### DATA TO USE

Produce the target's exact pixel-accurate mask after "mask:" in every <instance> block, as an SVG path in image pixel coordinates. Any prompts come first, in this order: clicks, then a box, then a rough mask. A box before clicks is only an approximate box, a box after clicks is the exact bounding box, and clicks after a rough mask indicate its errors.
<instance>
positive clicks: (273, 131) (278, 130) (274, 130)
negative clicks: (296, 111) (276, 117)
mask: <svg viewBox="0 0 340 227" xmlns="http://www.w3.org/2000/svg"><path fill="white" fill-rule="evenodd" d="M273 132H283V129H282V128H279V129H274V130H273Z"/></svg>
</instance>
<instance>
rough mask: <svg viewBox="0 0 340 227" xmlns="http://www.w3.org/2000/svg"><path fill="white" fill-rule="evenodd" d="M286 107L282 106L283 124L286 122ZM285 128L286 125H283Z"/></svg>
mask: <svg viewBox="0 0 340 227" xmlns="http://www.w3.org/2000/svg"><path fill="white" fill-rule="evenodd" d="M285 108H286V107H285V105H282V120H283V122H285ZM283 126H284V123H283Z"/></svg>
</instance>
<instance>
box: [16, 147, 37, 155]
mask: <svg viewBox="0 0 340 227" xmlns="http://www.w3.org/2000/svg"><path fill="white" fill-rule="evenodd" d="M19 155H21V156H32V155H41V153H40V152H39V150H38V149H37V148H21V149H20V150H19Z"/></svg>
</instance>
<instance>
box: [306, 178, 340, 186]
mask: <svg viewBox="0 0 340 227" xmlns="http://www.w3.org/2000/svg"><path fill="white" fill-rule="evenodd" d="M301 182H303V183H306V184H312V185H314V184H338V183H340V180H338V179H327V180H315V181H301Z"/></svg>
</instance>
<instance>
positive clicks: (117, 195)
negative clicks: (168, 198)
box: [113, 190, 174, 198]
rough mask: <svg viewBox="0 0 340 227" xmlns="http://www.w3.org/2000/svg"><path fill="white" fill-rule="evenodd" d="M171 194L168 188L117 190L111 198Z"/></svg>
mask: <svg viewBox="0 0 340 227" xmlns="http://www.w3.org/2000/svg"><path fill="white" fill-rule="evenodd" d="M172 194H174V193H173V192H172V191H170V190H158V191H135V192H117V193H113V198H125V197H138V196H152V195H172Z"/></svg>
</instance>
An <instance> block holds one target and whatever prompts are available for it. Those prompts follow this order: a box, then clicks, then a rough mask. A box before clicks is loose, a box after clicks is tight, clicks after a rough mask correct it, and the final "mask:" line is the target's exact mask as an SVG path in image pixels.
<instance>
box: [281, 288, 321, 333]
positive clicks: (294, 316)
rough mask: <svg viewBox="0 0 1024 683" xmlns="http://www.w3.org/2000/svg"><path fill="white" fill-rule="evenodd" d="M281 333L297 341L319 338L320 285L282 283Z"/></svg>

### TASK DETAILS
Convert the records above into a Markdown table with the columns Row and Line, giving each line of the records its own numbered row and omitting any blank lines.

### THE COMPLETED TASK
| Row | Line |
|---|---|
| 1 | Produce the target's exact pixel-accurate mask after "mask:" in every <instance> block, as an SVG path in image pixel coordinates. Any prompts come first, in this order: clicks, then a box, then a rough mask. A box before clicks is only an approximate box, a box after clicks is the exact bounding box, and clicks after a rough mask indicate its errors. |
| 2 | <instance> |
| 3 | positive clicks: (273, 131) (278, 130) (274, 130) |
| 4 | negative clicks: (296, 111) (276, 117) |
| 5 | mask: <svg viewBox="0 0 340 227" xmlns="http://www.w3.org/2000/svg"><path fill="white" fill-rule="evenodd" d="M273 132H283V129H282V128H279V129H274V130H273Z"/></svg> |
| 6 | </instance> |
| 7 | <instance> |
| 8 | rough mask: <svg viewBox="0 0 340 227" xmlns="http://www.w3.org/2000/svg"><path fill="white" fill-rule="evenodd" d="M286 107L282 106L283 124L286 122ZM285 128L286 125H283Z"/></svg> |
| 9 | mask: <svg viewBox="0 0 340 227" xmlns="http://www.w3.org/2000/svg"><path fill="white" fill-rule="evenodd" d="M285 108H286V107H285V105H282V120H283V122H285ZM283 126H284V123H283Z"/></svg> |
| 10 | </instance> |
| 11 | <instance> |
| 12 | box: [16, 147, 37, 155] |
| 13 | mask: <svg viewBox="0 0 340 227" xmlns="http://www.w3.org/2000/svg"><path fill="white" fill-rule="evenodd" d="M19 155H21V156H32V155H41V153H40V152H39V150H38V149H37V148H21V149H20V150H19Z"/></svg> |
| 14 | </instance> |
| 15 | <instance> |
| 16 | box: [306, 178, 340, 186] |
| 17 | mask: <svg viewBox="0 0 340 227" xmlns="http://www.w3.org/2000/svg"><path fill="white" fill-rule="evenodd" d="M301 182H303V183H306V184H312V185H314V184H338V183H340V180H338V179H327V180H315V181H301Z"/></svg> |
| 18 | </instance> |
| 19 | <instance> |
| 20 | positive clicks: (117, 195) |
| 21 | negative clicks: (168, 198) |
| 22 | box: [113, 190, 174, 198] |
| 23 | rough mask: <svg viewBox="0 0 340 227" xmlns="http://www.w3.org/2000/svg"><path fill="white" fill-rule="evenodd" d="M171 194L168 188L117 190L111 198Z"/></svg> |
| 24 | mask: <svg viewBox="0 0 340 227" xmlns="http://www.w3.org/2000/svg"><path fill="white" fill-rule="evenodd" d="M172 194H174V193H173V192H172V191H170V190H158V191H135V192H117V193H113V198H125V197H138V196H152V195H172Z"/></svg> |
| 25 | </instance> |
| 26 | An <instance> block holds one target and whatever prompts are available for it. Those prompts follow this order: a box, then clicks, then a rough mask. A box before clicks is loose, a box after clicks is tight, clicks after a rough mask correct it, and the final "mask:" line is the target's exact mask as an SVG path in image pixels. |
| 27 | <instance> |
| 28 | box: [281, 288, 321, 333] |
| 29 | positive clicks: (294, 316) |
| 30 | rough mask: <svg viewBox="0 0 1024 683" xmlns="http://www.w3.org/2000/svg"><path fill="white" fill-rule="evenodd" d="M281 333L297 341L319 338L320 285L282 283Z"/></svg> |